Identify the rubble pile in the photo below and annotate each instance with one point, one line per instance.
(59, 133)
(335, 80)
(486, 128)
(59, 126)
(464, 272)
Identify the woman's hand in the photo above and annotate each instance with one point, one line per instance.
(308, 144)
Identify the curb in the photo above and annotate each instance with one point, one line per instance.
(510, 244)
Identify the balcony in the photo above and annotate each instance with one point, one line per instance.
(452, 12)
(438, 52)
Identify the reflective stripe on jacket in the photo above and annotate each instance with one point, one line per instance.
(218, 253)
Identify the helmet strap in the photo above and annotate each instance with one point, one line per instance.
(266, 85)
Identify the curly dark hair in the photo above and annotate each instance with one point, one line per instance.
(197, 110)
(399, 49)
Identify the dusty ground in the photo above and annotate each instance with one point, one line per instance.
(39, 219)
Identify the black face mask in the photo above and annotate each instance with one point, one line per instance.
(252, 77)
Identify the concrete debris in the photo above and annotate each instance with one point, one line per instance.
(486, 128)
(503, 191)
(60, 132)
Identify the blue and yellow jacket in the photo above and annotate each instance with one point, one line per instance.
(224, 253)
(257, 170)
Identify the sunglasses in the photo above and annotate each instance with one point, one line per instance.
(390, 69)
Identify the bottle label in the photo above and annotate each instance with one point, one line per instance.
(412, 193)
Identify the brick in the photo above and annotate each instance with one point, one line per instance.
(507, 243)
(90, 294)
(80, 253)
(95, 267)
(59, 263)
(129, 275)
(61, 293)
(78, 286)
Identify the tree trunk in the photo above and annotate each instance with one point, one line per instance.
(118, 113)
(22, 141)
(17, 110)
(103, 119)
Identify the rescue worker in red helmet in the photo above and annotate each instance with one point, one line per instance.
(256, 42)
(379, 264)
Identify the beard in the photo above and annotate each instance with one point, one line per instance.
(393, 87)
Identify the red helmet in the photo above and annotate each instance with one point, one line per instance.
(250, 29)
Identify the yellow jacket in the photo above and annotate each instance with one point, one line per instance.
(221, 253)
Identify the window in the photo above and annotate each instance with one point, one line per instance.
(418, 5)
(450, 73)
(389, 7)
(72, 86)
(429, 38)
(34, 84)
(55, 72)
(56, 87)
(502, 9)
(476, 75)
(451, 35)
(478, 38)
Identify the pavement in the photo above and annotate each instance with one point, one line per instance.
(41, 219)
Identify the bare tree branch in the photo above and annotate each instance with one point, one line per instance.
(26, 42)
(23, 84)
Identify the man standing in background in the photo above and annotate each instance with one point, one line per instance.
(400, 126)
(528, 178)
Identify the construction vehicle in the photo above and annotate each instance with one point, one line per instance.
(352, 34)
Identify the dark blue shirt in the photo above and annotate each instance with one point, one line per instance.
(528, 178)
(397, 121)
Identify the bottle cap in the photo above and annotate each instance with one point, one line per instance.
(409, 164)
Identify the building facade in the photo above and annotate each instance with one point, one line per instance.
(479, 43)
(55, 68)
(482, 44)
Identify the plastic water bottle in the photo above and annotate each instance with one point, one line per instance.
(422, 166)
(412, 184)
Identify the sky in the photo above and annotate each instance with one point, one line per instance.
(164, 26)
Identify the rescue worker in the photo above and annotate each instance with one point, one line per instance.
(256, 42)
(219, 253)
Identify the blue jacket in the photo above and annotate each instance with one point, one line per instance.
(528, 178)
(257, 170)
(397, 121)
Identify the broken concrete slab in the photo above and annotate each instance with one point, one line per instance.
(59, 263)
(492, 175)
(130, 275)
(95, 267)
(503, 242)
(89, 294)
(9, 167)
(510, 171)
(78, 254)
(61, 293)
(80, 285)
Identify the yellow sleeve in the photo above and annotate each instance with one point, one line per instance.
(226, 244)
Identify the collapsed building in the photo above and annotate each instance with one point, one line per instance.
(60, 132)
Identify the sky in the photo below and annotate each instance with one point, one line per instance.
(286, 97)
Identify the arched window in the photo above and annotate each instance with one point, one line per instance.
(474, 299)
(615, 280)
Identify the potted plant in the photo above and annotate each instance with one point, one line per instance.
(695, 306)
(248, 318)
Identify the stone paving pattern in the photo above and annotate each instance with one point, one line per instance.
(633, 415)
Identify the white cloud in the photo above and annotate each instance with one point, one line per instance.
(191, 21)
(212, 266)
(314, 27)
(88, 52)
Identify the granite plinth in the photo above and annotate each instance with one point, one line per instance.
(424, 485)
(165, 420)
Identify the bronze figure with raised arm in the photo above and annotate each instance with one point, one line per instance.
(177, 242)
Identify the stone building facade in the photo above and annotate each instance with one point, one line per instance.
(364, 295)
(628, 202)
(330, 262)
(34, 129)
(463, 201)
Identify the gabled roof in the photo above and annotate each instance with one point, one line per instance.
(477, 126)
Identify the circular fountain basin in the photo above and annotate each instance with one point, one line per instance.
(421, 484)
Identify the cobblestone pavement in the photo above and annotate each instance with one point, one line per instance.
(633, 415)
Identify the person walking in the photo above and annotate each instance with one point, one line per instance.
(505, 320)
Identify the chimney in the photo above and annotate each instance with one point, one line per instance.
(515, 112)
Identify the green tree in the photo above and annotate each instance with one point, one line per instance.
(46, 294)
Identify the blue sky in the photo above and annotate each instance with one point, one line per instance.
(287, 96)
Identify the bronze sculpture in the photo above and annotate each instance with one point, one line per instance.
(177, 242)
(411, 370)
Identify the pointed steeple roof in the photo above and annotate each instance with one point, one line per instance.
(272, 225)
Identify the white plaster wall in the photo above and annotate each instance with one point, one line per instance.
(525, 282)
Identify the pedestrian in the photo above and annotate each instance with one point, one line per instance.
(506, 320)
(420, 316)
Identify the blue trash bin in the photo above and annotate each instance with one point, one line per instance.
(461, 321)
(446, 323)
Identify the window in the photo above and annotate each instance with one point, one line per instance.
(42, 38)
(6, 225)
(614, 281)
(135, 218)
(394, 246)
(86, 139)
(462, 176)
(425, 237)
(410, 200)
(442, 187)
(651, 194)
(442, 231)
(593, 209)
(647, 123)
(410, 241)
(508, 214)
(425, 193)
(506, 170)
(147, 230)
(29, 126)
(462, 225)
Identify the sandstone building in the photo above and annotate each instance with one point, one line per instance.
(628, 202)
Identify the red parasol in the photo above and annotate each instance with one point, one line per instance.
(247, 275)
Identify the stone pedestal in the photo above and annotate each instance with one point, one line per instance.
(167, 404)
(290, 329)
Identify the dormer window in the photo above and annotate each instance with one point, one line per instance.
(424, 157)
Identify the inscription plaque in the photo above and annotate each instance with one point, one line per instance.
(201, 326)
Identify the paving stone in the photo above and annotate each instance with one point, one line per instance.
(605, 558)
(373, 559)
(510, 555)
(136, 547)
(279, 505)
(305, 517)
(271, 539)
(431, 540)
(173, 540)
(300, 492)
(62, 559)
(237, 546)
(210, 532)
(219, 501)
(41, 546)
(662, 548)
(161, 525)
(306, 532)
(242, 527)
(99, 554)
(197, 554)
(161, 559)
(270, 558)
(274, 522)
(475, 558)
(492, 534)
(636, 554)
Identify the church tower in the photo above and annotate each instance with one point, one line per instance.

◇ ◇ ◇ ◇ ◇ ◇ ◇

▶ TASK INSTRUCTIONS
The entries listed above are to be output exactly. Leave none out.

▶ EXERCISE OUTPUT
Identify the rubble pile in the photo below and annotate each instance with one point, one line per instance.
(59, 133)
(335, 80)
(486, 128)
(59, 126)
(464, 272)
Identify the woman's hand in the photo above and annotate each instance with one point, one line per instance.
(308, 144)
Identify the curb in the photo above and annotate each instance with one point, one line per instance.
(510, 244)
Identify the balcony in the photo above and annotate each instance with one point, one line per instance.
(452, 12)
(438, 52)
Identify the reflective stripe on jacket in the photo above and annotate each instance with one point, one line per instance.
(218, 253)
Identify the helmet strap in the photo above and annotate each instance with one point, one line per instance.
(266, 85)
Identify the curly dark hair in the photo above and annotate each instance with one point, one line per instance.
(197, 110)
(399, 49)
Identify the dusty ground in the photo above and annotate each instance with one point, one line per instance.
(39, 219)
Identify the black face mask in the photo above and annotate each instance with one point, one line per instance.
(252, 77)
Identify the concrete debris in the photo above and annotate each instance with one point, one line per instance.
(486, 128)
(503, 191)
(60, 132)
Identify the blue and yellow jacket in the photo above and annotate each instance with one point, one line per instance.
(224, 253)
(257, 170)
Identify the sunglasses in the photo above and annotate each instance with one point, one line per instance.
(390, 69)
Identify the bottle label in the photo above and annotate each instance with one point, one line per instance.
(412, 193)
Identify the brick in the photo above and annotate each instance with one point, one line per instance.
(507, 243)
(90, 294)
(80, 253)
(95, 267)
(59, 263)
(129, 275)
(61, 293)
(78, 286)
Identify the tree trunk in the photo above and annotate each instance with one point, one line per instance.
(118, 113)
(22, 141)
(17, 110)
(103, 119)
Identify the rescue worker in red helmet in the photo above and annotate each instance with one point, one line per instance.
(256, 42)
(379, 264)
Identify the beard in the photo above and annotate each instance with one point, one line per instance.
(393, 87)
Identify the red helmet in the photo above and annotate each instance with one point, one line per instance.
(250, 29)
Identify the yellow jacket in the photo above and annotate each instance with one point, one line per instance.
(221, 253)
Identify the window in the photo above and annotate each instance with one point, one line per instance.
(418, 5)
(450, 73)
(389, 7)
(72, 86)
(429, 38)
(34, 84)
(55, 72)
(56, 87)
(502, 9)
(476, 75)
(451, 35)
(478, 38)
Identify the pavement in the photo above and annotate each instance with one point, one line per instance.
(41, 219)
Identify the bare tree branch in the photo above and annotate each instance with one point, one line per instance.
(26, 42)
(23, 84)
Identify the man standing in background in the photo above and annotate each instance with one point, one line per instance.
(400, 126)
(528, 178)
Identify the construction vehicle in the photo above and annotate each instance with one point, one line per instance.
(352, 34)
Identify the dark blue shirt in the photo above and annotate each instance with one point, one line per instance.
(528, 178)
(397, 121)
Identify the bottle cap in the photo above and annotate each instance with one point, one line per instance.
(409, 164)
Identify the building facade in the photo above and annotate each instance with one point, one line per instance.
(479, 43)
(55, 68)
(482, 44)
Identify the plastic water bottle in the photo above and annotate each instance with one point, one line per instance.
(422, 166)
(412, 184)
Identify the sky in the photo above and annotate each instance with one point, one line per instance.
(164, 26)
Identify the rescue worker in the photo above and annotate each instance with one point, one line per instance.
(256, 42)
(219, 253)
Identify the blue jacket in the photo above and annotate each instance with one point, one line per instance.
(528, 178)
(257, 170)
(397, 121)
Identify the broken concrete slab in the photo above and annotate each instance with one point, one line per instance.
(59, 263)
(492, 175)
(130, 275)
(95, 267)
(503, 242)
(89, 294)
(9, 167)
(510, 171)
(78, 254)
(61, 293)
(80, 285)
Identify the yellow sleeve in the photo above and annotate each instance with one point, one line per instance.
(226, 244)
Identify the collapsed building in the photo above and annotate each instance with one point, one line per instance.
(60, 132)
Identify the sky in the photo below and annotate each instance with one point, one line per instance.
(286, 97)
Identify the arched window in the photo above and annotate each instance with one point, one line per instance.
(474, 299)
(615, 280)
Identify the potted plant in the photo above and annotate each instance with one point, one line per instance.
(695, 306)
(248, 318)
Identify the stone paving pattern in the photo above and annotate each instance with one point, one line per instance.
(633, 415)
Identify the white cloud in the photo above and annotate each instance with one point, one line per instance.
(191, 21)
(212, 266)
(314, 27)
(88, 52)
Identify the granite plinth in the photo above and annotate each instance with one point, one line per instance.
(424, 485)
(165, 420)
Identify the bronze figure with raised arm in the photo above and annotate each instance with one point, one line per instance.
(177, 242)
Identify the stone building facade in the photo above and annotate each instance with one point, one line per instance.
(364, 295)
(628, 202)
(330, 262)
(34, 129)
(463, 201)
Identify the gabled roof in the photo above and annotate each instance with one point, one line per instance.
(477, 126)
Identify the circular fountain basin in the photo above and annotate each instance with one point, one line per instance.
(421, 484)
Identify the cobblestone pavement in the photo above and annotate each instance with one point, one line per instance.
(633, 415)
Identify the person walking in the photo above and annotate each instance with one point, one line per instance.
(505, 320)
Identify the chimney in the photo above and annotate each instance with one point, one line per instance.
(515, 112)
Identify the green tree in the photo above and annotate each instance with one point, one line per instance.
(46, 294)
Identify the blue sky in the photo above and annotate each instance with one point, one line per instance.
(287, 96)
Identify the bronze sculpture in the photo above and annotate each instance with one point, one line per instance.
(177, 242)
(411, 370)
Identify the pointed steeple roof in the photo above and annotate each instance with one point, one line per instance.
(272, 225)
Identify the white plaster wall in the photo above and annotate each instance with one point, one line per instance.
(525, 282)
Identify the pedestrian in the photo above and annotate each instance with one point, one line per instance.
(506, 320)
(420, 316)
Identify the blue trash bin in the photo above and annotate each instance with one point, one line per instance.
(461, 321)
(446, 323)
Identify the window in the photo above and annotate each instance with one point, one line per instance.
(42, 38)
(6, 225)
(614, 281)
(135, 218)
(394, 246)
(86, 139)
(462, 176)
(425, 237)
(410, 200)
(442, 187)
(651, 194)
(442, 231)
(593, 209)
(647, 123)
(410, 241)
(508, 214)
(425, 193)
(506, 170)
(147, 230)
(29, 126)
(462, 225)
Identify the sandstone building in the photo above and annotate each instance with one point, one line per instance.
(628, 202)
Identify the red parasol in the photo above and annotate each instance with one point, one line per instance.
(247, 275)
Identify the stone pedestal in the photo above and annotate each instance with one point, one line per instance.
(167, 404)
(290, 329)
Identify the dormer window in the photo above and annotate each instance with one point, one line per instance.
(424, 157)
Identify the inscription plaque in the photo above and annotate each instance with one point, one line per instance.
(201, 326)
Identify the paving stone in the photo above and annotate each instance with one point, one line per instance.
(605, 558)
(373, 559)
(510, 555)
(136, 547)
(279, 505)
(305, 517)
(271, 539)
(431, 540)
(173, 540)
(300, 492)
(62, 559)
(237, 546)
(210, 532)
(219, 501)
(41, 546)
(662, 548)
(161, 525)
(306, 532)
(242, 527)
(99, 554)
(197, 554)
(161, 559)
(270, 558)
(274, 522)
(475, 558)
(492, 534)
(636, 554)
Identify the church tower in the photo above and annotate each instance with one point, one line per instance.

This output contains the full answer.